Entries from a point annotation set
----------
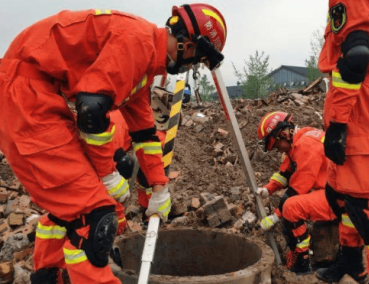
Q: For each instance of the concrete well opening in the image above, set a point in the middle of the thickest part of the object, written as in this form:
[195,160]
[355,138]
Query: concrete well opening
[197,256]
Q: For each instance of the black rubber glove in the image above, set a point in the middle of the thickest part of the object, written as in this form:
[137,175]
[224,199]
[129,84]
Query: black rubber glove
[124,164]
[335,142]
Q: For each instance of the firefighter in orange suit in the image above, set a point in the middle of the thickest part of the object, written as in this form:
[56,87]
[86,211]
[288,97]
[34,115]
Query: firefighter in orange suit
[345,57]
[304,172]
[102,60]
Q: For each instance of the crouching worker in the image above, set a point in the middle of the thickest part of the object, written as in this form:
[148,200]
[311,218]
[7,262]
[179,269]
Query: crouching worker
[304,173]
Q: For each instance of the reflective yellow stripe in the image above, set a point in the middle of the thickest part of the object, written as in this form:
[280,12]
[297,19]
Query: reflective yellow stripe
----------
> _WHAT NEEDS TO BE DONE_
Print the entries above exactly, taking out only the pictures.

> _RESULT OF THE TASK_
Q: For each instance of the concrete well opening in the image above, set a point in the middle of the thickest part of the object, written as in this form:
[195,160]
[355,138]
Query: concrete well opening
[197,256]
Q: For each instance of the black rubber glove in the image above, set a point in the middle of the thickest part of the object, written as in this form:
[137,175]
[224,199]
[129,84]
Query: black rubber glove
[124,164]
[335,142]
Q: For each instance of the firefighter in orange suit in the image above, set a point in the middle of the thickest part of the object, written as in this form:
[56,87]
[86,211]
[288,97]
[34,115]
Query: firefighter in orange suit
[345,57]
[304,172]
[102,60]
Q: For each instance of the crouching worker in the image above, set a point in the middle of the thickest part of the object, written as in this form:
[148,200]
[311,218]
[7,262]
[179,269]
Query: crouching worker
[304,173]
Q: For each instance of the reflective yellow stripe in the image above, set a point in the middle of the thickest part of the object, written as in this form:
[280,12]
[297,19]
Query: reflective yellow stripe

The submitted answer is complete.